### GIVEN INSTRUCTION
Produce the listing below again, exactly as shown.

◇ ◇ ◇ ◇

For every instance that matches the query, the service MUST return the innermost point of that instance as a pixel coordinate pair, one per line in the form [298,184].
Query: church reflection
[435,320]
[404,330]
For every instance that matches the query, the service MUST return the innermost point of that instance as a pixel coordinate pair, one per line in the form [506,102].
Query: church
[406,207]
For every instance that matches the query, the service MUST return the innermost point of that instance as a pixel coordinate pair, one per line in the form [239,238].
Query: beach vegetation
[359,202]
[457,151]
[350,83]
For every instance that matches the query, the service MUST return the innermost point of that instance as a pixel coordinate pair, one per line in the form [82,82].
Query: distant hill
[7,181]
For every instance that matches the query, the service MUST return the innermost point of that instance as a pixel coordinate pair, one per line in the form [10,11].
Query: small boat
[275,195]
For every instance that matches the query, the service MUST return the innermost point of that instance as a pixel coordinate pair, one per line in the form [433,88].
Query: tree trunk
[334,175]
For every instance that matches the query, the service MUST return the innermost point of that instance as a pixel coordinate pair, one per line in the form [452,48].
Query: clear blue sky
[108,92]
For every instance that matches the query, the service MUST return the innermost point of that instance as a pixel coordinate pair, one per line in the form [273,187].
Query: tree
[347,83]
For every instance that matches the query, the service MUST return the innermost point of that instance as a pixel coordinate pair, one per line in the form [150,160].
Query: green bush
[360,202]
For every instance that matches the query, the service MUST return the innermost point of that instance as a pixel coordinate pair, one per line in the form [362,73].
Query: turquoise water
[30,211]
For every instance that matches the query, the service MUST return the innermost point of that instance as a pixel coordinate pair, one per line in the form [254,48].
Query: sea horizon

◇ ◇ ◇ ◇

### RESPONSE FOR THIS EXERCISE
For every instance that matches the query, the service MUST return the innermost point of that instance as a pixel coordinate pair, one per line in the form [298,184].
Query: church reflection
[435,320]
[404,330]
For every instance that matches the query, the service MUST return the innermost point of that instance as a pixel coordinate pair, one per line in the form [506,102].
Query: church
[406,207]
For every instance that matches the query, the service MUST return the innermost point of that instance as a pixel coordinate pair, one per line in the form [239,238].
Query: beach vegetation
[359,202]
[457,151]
[350,83]
For every instance that matches the query, the service MUST return the innermost point of that instance as a pixel coordinate pair, one per line in the form [82,82].
Query: distant hill
[7,181]
For every instance that matches the query, the service MUST return the innermost point of that instance as a pixel coordinate pair, one per line in the form [10,11].
Query: small boat
[275,195]
For every instance that matches the query, the service MUST return the innermost point of that instance as a pixel coordinate pair, one per line in the form [433,88].
Query: tree trunk
[334,175]
For every instance that matches the query, the service MUST return the innermost point of that instance as a pixel coordinate pair, one per line in the form [452,48].
Query: clear blue sky
[108,92]
For every instance that matches the query, the service MUST return the innermost point of that instance as a pixel coordinate pair, one per line in the form [273,187].
Query: tree
[347,83]
For every instance that matches the query, the service MUST return the innermost point of that instance as a pixel coordinate pair, one per line in the form [150,160].
Query: green bush
[360,202]
For every instance that matches the query, the service MUST return the innermost point of that instance as a pixel coordinate pair, one per line in the form [362,73].
Query: turquoise water
[30,211]
For every instance that matches the query, the service MUST return the innermost point of that instance as a pixel coordinate pair, one per line in the form [254,48].
Query: sea horizon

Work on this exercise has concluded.